• What is asked:
Reproduce every record below word for word, leaving each line unchanged.

[Records of labeled points]
★ ★ ★ ★ ★

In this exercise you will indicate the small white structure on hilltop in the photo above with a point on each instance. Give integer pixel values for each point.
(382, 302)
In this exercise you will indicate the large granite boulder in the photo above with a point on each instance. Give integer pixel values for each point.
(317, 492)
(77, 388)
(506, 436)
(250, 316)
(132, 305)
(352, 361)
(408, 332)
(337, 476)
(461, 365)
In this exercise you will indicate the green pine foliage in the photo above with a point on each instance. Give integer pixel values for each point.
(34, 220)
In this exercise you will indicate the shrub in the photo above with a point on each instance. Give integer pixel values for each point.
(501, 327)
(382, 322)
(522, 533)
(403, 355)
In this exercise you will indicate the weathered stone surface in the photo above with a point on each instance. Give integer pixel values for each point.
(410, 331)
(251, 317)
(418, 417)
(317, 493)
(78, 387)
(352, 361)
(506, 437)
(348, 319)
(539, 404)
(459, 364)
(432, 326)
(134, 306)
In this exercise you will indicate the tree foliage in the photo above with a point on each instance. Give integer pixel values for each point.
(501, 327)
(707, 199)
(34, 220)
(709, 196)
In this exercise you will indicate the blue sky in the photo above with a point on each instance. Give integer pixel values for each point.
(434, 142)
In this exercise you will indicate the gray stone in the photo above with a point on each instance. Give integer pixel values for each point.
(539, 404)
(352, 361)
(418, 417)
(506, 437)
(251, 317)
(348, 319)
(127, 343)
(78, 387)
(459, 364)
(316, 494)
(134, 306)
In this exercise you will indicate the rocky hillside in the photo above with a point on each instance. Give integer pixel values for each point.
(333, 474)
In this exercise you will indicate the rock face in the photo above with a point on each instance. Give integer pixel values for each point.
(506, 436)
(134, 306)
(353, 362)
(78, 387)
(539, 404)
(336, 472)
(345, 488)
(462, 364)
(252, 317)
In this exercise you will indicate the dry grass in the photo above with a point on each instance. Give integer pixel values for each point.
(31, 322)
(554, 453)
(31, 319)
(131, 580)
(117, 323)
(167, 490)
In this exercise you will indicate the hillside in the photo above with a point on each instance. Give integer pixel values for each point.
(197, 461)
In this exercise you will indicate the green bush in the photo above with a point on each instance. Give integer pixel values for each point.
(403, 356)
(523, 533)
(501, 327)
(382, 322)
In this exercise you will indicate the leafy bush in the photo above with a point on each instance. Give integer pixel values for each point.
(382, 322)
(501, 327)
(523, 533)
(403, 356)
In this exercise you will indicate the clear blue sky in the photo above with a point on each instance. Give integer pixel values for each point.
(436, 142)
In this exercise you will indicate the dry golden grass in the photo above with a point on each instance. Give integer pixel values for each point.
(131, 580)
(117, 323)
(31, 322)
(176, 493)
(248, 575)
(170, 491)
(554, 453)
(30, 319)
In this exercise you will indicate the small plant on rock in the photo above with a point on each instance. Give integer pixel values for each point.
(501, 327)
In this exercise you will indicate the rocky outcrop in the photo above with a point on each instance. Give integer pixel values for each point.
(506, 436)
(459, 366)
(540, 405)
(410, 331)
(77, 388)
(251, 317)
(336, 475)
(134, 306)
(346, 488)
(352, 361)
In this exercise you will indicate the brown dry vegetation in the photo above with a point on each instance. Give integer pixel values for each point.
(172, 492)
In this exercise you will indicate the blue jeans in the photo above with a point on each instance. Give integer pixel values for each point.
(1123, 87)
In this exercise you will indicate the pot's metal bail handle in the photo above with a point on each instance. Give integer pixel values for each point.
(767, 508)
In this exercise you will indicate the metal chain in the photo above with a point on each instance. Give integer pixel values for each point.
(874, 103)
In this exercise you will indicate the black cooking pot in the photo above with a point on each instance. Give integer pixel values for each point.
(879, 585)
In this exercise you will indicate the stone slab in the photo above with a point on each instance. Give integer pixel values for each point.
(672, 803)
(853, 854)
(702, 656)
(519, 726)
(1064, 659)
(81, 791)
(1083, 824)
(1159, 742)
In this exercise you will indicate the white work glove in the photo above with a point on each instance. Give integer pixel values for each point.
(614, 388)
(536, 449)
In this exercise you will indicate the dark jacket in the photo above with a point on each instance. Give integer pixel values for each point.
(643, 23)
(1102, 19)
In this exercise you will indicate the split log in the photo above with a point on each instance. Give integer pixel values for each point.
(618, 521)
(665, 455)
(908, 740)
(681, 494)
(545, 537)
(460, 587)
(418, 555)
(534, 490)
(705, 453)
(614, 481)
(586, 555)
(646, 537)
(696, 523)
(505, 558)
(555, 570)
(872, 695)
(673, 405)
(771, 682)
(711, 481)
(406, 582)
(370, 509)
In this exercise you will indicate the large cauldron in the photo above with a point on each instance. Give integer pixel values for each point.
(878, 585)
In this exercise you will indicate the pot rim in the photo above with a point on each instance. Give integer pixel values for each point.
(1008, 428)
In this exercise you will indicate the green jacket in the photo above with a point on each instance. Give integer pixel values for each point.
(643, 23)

★ ★ ★ ★ ★

• Exercise solution:
In this exercise you will indicate the small white structure on hilltop in the photo above with a point on each instance. Give integer pixel values for each point.
(382, 302)
In this exercise you will indicate the large granite boulder in the photo above with a point on each instance. Give integer pixel values for each point.
(317, 492)
(77, 388)
(506, 436)
(250, 316)
(132, 305)
(352, 361)
(408, 332)
(337, 476)
(461, 365)
In this exercise you will indicate the green pine foliage in the photo above with a point on each instance. Give integer pixel values for each point.
(34, 220)
In this exercise you will indicate the shrub in the photo above with a point on each instance. Give integer pixel values for each point.
(501, 327)
(382, 322)
(522, 533)
(403, 355)
In this exercise you will indicate the weathered stone surface in the photo above with a point on each instance. Give integer pixel values for each point.
(410, 331)
(251, 317)
(418, 417)
(317, 493)
(78, 387)
(352, 361)
(506, 437)
(348, 319)
(539, 404)
(459, 364)
(432, 326)
(134, 306)
In this exercise you will indicate the tree foliage in the photo above with a point on each instance. Give integer pixel values for each point.
(501, 327)
(707, 199)
(34, 220)
(709, 196)
In this exercise you will indicate the blue sky in the photo above with a point on each instance. Give integer pixel values for each point.
(434, 142)
In this exercise you will indicate the gray stone in the photo above with a point on each instance. Give integer pixel values for each point.
(539, 404)
(352, 361)
(418, 417)
(506, 437)
(251, 317)
(348, 319)
(127, 343)
(78, 387)
(459, 364)
(316, 494)
(134, 306)
In this exercise you will indicate the rocky hillside in the photo above with a point on each instance. Give integer pixel values for each point.
(333, 474)
In this exercise you will indicate the rock face in the photo above with a point on each instance. Give integer pixel values for each point.
(506, 436)
(134, 306)
(353, 362)
(78, 387)
(539, 404)
(336, 472)
(345, 488)
(462, 364)
(252, 317)
In this exercise you will indicate the dry grass in the photo above with a point on each instance. Give integer pixel values for each point.
(31, 322)
(554, 453)
(31, 319)
(131, 580)
(117, 323)
(167, 490)
In this exercise you will indicate the hillside in the photo above with a point on each instance. Give integer pixel values for each point.
(197, 461)
In this exercise you will indicate the green bush in the photo above with a point on each instance. Give integer pixel values for each point.
(403, 356)
(523, 533)
(501, 327)
(382, 322)
In this exercise you will indicate the leafy bush in the photo above with a point on each instance. Give integer pixel values for each point.
(382, 322)
(501, 327)
(523, 533)
(403, 356)
In this exercise you will indicate the clear blue sky in the photo above with a point on each instance. Give integer pixel values for each point.
(436, 142)
In this exercise you will indicate the dry golden grass in the photo above with a point on each instance. Give integer pixel values for each point.
(131, 580)
(117, 323)
(31, 322)
(176, 493)
(248, 575)
(170, 491)
(554, 453)
(30, 319)
In this exercise you will indicate the small plant on rock in the photo above with a point on each instance. Give integer pixel values for each point.
(501, 327)
In this exercise you will indicate the rocky outcrop in the photo above with a point on each instance. Give integer pixel values for each point.
(506, 436)
(459, 366)
(540, 405)
(410, 331)
(77, 388)
(251, 317)
(336, 475)
(134, 306)
(346, 488)
(352, 361)
In this exercise you will indicate the brown dry vegetation in the photo above with a point on each instance. Give integer pixel values for each point.
(172, 492)
In this exercise you will indicate the blue jeans in the photo above with a point on each instance. Give integer pixel values for each point.
(1123, 87)
In this exercise you will indicate the pot's metal bail handle in the photo above with a point on each instance. Give integer pixel values for each point.
(767, 508)
In this exercise you will indicate the metal chain in the photo above with a point on each instance. Give integer pixel values for each point.
(874, 103)
In this exercise you will indicate the black cooking pot in the photo above with a point on each instance. Give integer pixel values for each point.
(879, 585)
In this exercise you will indicate the stone slab in the photo above with a point on each instance. Give integer pixel values for each point.
(672, 803)
(853, 854)
(702, 656)
(519, 726)
(1064, 659)
(81, 791)
(1083, 824)
(1159, 742)
In this exercise you will indicate the white work glove in the photo above with a point on each instance. Give integer pixel values for each point.
(614, 388)
(536, 449)
In this exercise you will indicate the dark jacket in the photo above with a point on each instance. Give integer pixel values for each point.
(643, 23)
(1102, 19)
In this exercise you will indicate the split log in the photo above with a point on each instance. Give integer pixel values for each point.
(618, 521)
(665, 455)
(908, 740)
(681, 494)
(545, 537)
(460, 587)
(418, 555)
(534, 490)
(705, 453)
(614, 481)
(586, 555)
(646, 537)
(696, 523)
(505, 558)
(555, 570)
(872, 695)
(673, 405)
(771, 682)
(711, 481)
(406, 582)
(370, 509)
In this exercise you will indicate the large cauldron in the photo above with a point on each instance. Give integer pixel values for each point.
(878, 585)
In this exercise you will indicate the pot rim in the photo above with a point on each instance. Give integer pixel values for each point.
(1008, 428)
In this exercise you will indicate the green jacket in the photo above with a point on each instance. Give integer pixel values for each point.
(643, 23)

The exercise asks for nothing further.